**** Dataset excerpts

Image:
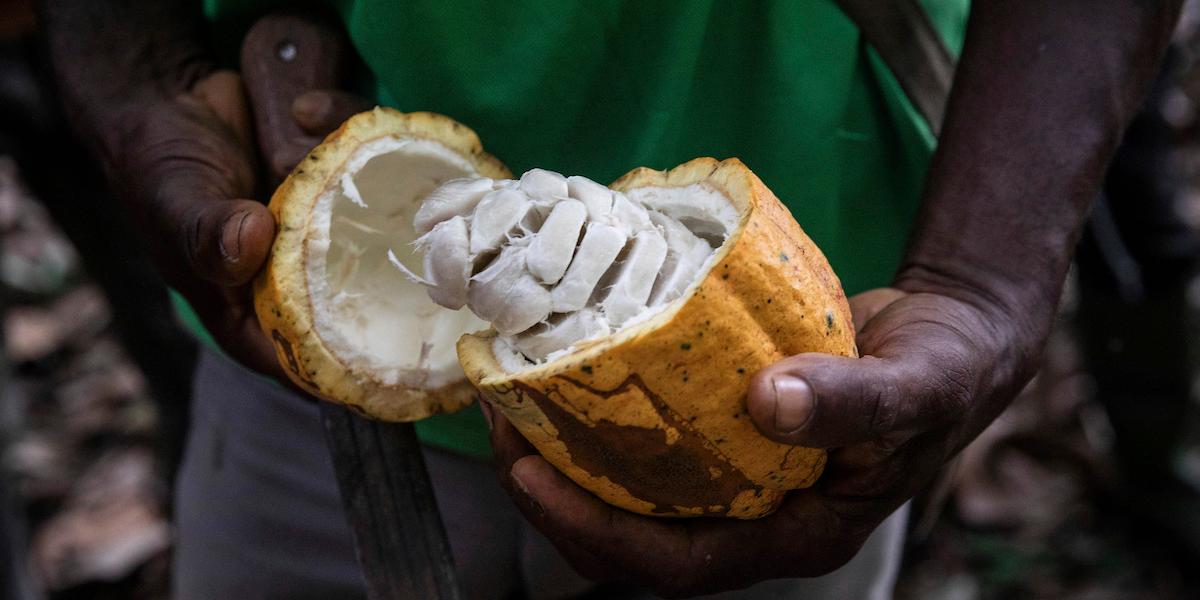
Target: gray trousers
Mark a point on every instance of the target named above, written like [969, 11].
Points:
[258, 514]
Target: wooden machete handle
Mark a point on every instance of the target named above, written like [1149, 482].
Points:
[385, 489]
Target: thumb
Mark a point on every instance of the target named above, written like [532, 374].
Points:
[225, 241]
[825, 401]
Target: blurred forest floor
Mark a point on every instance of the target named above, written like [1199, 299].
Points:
[1039, 507]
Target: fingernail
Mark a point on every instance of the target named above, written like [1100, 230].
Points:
[231, 235]
[486, 408]
[795, 402]
[525, 490]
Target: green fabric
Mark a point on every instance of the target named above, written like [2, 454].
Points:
[598, 88]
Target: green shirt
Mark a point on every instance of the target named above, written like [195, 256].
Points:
[601, 87]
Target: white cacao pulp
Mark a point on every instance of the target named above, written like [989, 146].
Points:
[552, 261]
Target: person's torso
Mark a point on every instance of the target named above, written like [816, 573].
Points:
[599, 88]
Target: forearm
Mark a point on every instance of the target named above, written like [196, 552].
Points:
[1043, 94]
[109, 57]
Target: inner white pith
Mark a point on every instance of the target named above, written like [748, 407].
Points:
[551, 261]
[373, 321]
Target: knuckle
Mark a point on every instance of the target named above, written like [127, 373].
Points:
[955, 387]
[885, 401]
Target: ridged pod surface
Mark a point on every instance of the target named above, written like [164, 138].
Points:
[282, 292]
[653, 418]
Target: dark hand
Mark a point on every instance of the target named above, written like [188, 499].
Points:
[187, 169]
[901, 411]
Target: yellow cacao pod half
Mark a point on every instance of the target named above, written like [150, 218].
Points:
[622, 345]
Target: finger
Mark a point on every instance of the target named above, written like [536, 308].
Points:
[291, 154]
[223, 93]
[222, 241]
[599, 538]
[867, 305]
[321, 112]
[823, 401]
[228, 316]
[508, 444]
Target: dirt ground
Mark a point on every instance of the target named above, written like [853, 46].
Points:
[1051, 502]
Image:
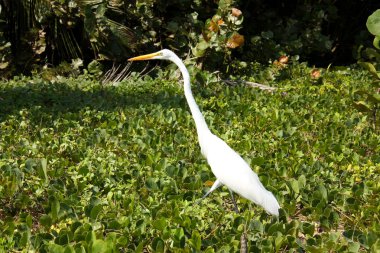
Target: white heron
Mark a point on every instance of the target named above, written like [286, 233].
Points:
[229, 168]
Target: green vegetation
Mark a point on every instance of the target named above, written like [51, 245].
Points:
[89, 167]
[103, 166]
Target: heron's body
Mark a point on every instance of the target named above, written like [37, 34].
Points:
[229, 168]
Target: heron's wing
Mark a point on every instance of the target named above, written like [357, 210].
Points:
[231, 169]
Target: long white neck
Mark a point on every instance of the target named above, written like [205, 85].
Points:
[200, 122]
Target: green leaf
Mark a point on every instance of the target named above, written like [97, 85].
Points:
[44, 170]
[158, 245]
[196, 241]
[308, 228]
[95, 211]
[362, 106]
[373, 23]
[376, 42]
[160, 224]
[100, 246]
[375, 98]
[46, 220]
[369, 66]
[353, 247]
[54, 206]
[294, 185]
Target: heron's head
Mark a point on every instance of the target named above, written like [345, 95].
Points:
[164, 54]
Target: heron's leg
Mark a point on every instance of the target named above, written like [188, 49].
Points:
[233, 200]
[215, 186]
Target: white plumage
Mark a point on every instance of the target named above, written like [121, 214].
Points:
[229, 168]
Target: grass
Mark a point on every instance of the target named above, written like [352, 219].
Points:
[87, 167]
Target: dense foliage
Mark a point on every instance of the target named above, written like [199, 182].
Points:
[87, 167]
[37, 33]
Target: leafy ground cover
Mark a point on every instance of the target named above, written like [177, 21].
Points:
[86, 167]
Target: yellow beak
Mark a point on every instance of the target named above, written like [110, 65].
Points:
[144, 57]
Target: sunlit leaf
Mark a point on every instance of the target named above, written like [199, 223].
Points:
[235, 41]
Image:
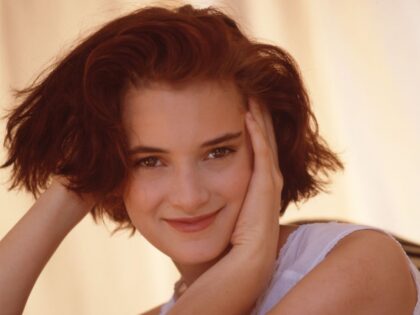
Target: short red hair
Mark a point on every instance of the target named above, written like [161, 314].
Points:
[70, 124]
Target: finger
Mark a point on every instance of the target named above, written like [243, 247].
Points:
[263, 117]
[263, 156]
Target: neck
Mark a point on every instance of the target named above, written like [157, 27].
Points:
[190, 273]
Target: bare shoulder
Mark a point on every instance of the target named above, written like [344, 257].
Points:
[153, 311]
[367, 272]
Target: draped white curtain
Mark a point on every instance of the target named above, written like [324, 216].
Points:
[360, 61]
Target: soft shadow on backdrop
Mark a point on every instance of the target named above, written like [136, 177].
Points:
[359, 59]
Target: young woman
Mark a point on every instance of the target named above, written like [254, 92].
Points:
[173, 123]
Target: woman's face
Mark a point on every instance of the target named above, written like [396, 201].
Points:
[192, 162]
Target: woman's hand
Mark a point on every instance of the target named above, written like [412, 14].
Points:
[234, 283]
[257, 227]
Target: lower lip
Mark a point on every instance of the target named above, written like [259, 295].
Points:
[193, 226]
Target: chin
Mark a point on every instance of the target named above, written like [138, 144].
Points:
[196, 255]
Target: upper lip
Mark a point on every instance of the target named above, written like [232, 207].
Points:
[193, 219]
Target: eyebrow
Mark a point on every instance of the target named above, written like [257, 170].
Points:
[212, 142]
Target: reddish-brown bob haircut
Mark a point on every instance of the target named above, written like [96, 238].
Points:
[69, 123]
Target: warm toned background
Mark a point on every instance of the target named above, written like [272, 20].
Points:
[360, 60]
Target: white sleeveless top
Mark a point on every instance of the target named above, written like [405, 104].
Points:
[304, 249]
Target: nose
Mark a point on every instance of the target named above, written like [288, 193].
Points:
[189, 192]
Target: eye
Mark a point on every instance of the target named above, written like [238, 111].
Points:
[148, 162]
[220, 153]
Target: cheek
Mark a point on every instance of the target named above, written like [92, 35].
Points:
[141, 200]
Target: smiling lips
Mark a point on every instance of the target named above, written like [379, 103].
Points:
[193, 224]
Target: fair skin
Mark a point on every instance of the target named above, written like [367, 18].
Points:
[186, 185]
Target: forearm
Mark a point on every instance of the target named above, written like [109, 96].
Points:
[231, 286]
[28, 246]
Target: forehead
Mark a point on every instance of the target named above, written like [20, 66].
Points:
[175, 115]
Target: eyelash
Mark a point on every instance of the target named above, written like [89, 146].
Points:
[221, 153]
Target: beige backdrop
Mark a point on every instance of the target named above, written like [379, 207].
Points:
[360, 60]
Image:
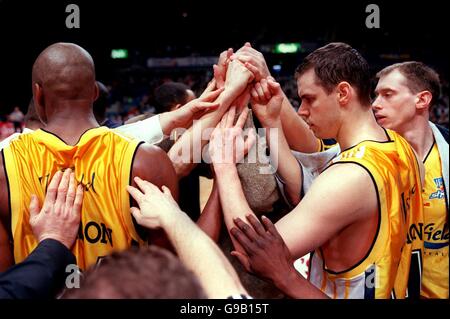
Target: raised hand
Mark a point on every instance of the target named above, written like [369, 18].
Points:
[156, 208]
[220, 69]
[253, 60]
[227, 145]
[266, 254]
[237, 78]
[266, 101]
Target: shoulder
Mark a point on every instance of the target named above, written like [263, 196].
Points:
[349, 186]
[444, 131]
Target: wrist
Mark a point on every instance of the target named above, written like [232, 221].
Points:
[61, 239]
[271, 123]
[222, 169]
[287, 280]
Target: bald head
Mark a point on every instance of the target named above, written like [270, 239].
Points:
[65, 71]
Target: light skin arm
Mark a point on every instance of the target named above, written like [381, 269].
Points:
[210, 220]
[298, 135]
[225, 151]
[152, 164]
[267, 98]
[329, 206]
[236, 82]
[195, 249]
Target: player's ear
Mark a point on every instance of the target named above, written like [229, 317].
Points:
[344, 92]
[39, 102]
[177, 106]
[423, 100]
[96, 92]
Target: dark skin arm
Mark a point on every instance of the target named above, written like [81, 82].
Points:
[267, 256]
[6, 248]
[210, 220]
[152, 164]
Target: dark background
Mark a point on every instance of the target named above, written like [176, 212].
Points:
[182, 28]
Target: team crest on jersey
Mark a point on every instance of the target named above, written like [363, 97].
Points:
[439, 193]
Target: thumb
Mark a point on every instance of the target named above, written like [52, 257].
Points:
[243, 259]
[274, 87]
[34, 206]
[136, 213]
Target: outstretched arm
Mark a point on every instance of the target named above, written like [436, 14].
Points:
[267, 100]
[267, 256]
[210, 220]
[152, 163]
[196, 250]
[226, 148]
[197, 136]
[298, 135]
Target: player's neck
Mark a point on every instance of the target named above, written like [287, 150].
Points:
[359, 126]
[419, 135]
[69, 126]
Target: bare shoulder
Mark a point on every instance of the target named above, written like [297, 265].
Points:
[348, 186]
[152, 164]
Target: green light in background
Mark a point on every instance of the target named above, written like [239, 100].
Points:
[283, 48]
[119, 53]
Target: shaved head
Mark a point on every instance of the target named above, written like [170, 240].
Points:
[65, 71]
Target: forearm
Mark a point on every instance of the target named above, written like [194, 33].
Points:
[285, 163]
[298, 135]
[204, 258]
[210, 220]
[193, 140]
[41, 275]
[232, 198]
[168, 122]
[296, 286]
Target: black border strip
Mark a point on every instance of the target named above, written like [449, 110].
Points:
[378, 228]
[9, 196]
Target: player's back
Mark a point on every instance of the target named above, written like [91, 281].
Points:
[102, 161]
[394, 170]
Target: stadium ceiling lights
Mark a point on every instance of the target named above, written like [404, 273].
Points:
[119, 53]
[283, 48]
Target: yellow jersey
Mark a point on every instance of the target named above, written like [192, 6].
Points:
[434, 230]
[102, 162]
[394, 170]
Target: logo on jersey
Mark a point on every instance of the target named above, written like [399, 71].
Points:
[94, 233]
[434, 237]
[439, 193]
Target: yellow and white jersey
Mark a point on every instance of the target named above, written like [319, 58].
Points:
[102, 162]
[394, 170]
[434, 230]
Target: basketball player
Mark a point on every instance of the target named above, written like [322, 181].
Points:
[355, 215]
[405, 94]
[104, 162]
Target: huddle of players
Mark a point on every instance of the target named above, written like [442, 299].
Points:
[374, 219]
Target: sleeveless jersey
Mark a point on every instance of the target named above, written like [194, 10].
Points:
[434, 230]
[102, 162]
[394, 170]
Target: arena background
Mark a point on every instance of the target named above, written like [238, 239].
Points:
[197, 31]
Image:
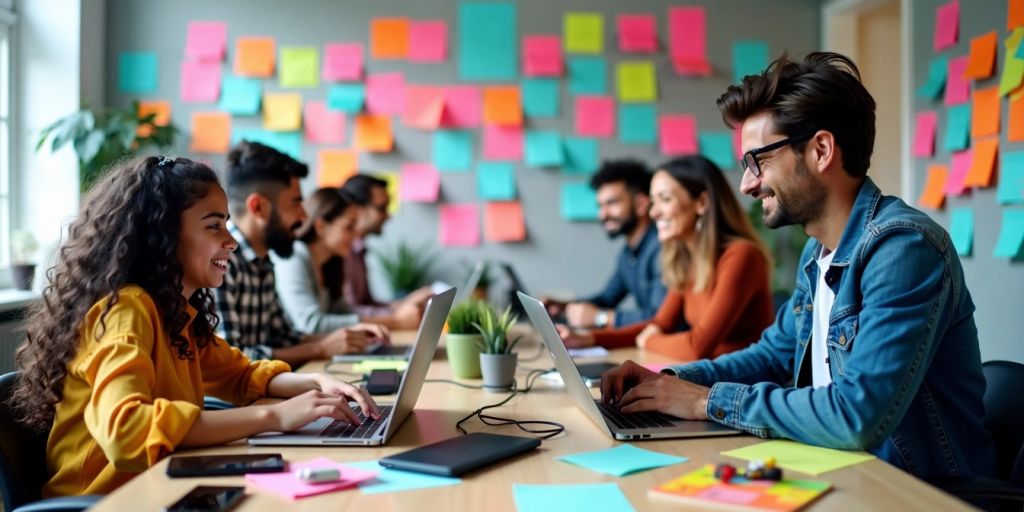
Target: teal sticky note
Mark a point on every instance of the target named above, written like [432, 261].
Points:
[962, 230]
[136, 72]
[622, 460]
[453, 151]
[637, 124]
[581, 156]
[496, 180]
[579, 202]
[749, 57]
[346, 97]
[544, 148]
[488, 46]
[540, 97]
[1011, 240]
[588, 75]
[240, 95]
[559, 498]
[957, 128]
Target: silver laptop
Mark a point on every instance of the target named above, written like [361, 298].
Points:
[620, 426]
[373, 432]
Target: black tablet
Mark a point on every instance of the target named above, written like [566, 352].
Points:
[460, 455]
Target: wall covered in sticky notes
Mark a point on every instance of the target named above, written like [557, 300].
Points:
[486, 116]
[968, 152]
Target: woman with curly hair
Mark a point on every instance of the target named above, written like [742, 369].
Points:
[122, 349]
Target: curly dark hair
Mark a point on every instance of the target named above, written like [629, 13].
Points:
[125, 233]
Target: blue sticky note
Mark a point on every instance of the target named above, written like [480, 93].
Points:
[957, 128]
[588, 75]
[488, 46]
[346, 97]
[391, 480]
[544, 148]
[496, 180]
[579, 202]
[749, 57]
[453, 151]
[540, 97]
[240, 95]
[559, 498]
[637, 124]
[137, 72]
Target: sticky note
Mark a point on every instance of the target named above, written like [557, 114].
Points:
[504, 221]
[460, 225]
[487, 41]
[254, 56]
[637, 124]
[211, 132]
[389, 38]
[496, 180]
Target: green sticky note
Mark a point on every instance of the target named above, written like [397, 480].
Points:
[299, 67]
[799, 457]
[637, 81]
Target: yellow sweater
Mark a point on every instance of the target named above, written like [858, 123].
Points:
[129, 399]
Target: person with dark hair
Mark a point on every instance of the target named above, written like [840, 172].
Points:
[622, 187]
[122, 349]
[265, 201]
[877, 349]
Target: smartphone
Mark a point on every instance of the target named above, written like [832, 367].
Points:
[217, 465]
[208, 499]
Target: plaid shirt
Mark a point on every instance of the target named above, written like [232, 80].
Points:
[251, 316]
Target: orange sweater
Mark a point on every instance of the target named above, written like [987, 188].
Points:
[728, 316]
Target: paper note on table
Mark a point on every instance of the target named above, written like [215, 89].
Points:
[622, 460]
[558, 498]
[799, 457]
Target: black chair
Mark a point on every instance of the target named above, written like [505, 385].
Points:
[23, 463]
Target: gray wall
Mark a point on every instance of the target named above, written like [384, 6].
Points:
[996, 284]
[558, 255]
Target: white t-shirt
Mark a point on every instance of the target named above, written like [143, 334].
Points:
[823, 300]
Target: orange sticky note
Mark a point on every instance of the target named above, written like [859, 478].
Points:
[373, 133]
[985, 113]
[502, 105]
[389, 37]
[983, 163]
[254, 56]
[981, 62]
[335, 166]
[211, 132]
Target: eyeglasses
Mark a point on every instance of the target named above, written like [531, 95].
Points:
[751, 162]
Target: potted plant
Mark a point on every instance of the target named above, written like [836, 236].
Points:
[497, 358]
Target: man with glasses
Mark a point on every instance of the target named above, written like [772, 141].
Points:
[878, 348]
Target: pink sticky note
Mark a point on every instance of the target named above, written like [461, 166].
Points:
[542, 56]
[200, 82]
[946, 25]
[342, 61]
[385, 93]
[679, 134]
[206, 41]
[427, 41]
[289, 486]
[595, 116]
[924, 134]
[419, 183]
[324, 126]
[502, 142]
[460, 225]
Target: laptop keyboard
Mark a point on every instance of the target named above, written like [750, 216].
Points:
[366, 428]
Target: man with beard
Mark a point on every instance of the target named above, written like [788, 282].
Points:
[623, 199]
[265, 204]
[878, 348]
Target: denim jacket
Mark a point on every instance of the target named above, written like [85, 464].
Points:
[902, 351]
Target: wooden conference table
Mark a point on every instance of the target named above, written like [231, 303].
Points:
[871, 485]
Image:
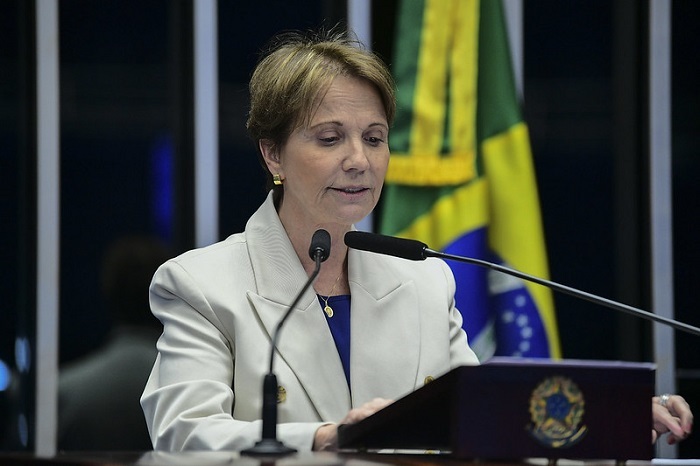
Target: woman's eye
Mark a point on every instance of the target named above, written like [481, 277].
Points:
[329, 139]
[374, 140]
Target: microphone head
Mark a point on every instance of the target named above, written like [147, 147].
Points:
[320, 245]
[382, 244]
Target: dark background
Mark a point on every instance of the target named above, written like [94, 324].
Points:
[584, 101]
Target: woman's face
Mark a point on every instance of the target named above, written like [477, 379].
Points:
[333, 170]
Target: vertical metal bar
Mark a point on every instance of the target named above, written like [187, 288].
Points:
[47, 226]
[661, 197]
[513, 10]
[206, 123]
[359, 14]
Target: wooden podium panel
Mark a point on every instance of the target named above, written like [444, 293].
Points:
[514, 408]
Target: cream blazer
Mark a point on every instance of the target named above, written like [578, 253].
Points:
[219, 306]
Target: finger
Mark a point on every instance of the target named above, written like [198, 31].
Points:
[679, 408]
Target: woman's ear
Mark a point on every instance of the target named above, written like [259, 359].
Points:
[270, 154]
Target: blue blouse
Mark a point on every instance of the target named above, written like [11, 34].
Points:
[339, 325]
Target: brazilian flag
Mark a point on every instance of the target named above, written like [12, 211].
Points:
[461, 177]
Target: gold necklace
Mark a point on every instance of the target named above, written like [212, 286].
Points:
[326, 308]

********

How to complete this task:
Looking at the data above, write out exactly the lines that start at the one containing "Target: player's neck" and end at the one containing "Target: stadium ceiling lights"; include both and nothing beyond.

Expected answer:
Target: player's neck
Mark a point on every instance of the target named above, written like [287, 150].
Points:
[359, 126]
[419, 135]
[69, 126]
Target: bare shoulder
Mark a point on every instance of the target named above, written like [297, 265].
Points:
[348, 186]
[152, 164]
Target: green light in background
Mark a point on every instance of the target named above, written like [239, 100].
Points:
[283, 48]
[119, 53]
Target: shaved head
Mark a point on every instance of the target named above, written like [170, 240].
Points:
[65, 71]
Target: forearm
Mark a point on every instance of the target named above, written like [194, 33].
Points:
[285, 163]
[298, 135]
[204, 258]
[210, 220]
[193, 140]
[41, 275]
[232, 198]
[168, 122]
[296, 286]
Target: black border strip
Mark a point on every instance of the target named above, written like [449, 110].
Points:
[378, 228]
[9, 196]
Target: player's back
Mark a point on every instance of the target named above, written like [91, 281].
Points:
[102, 161]
[394, 170]
Target: stadium ceiling lights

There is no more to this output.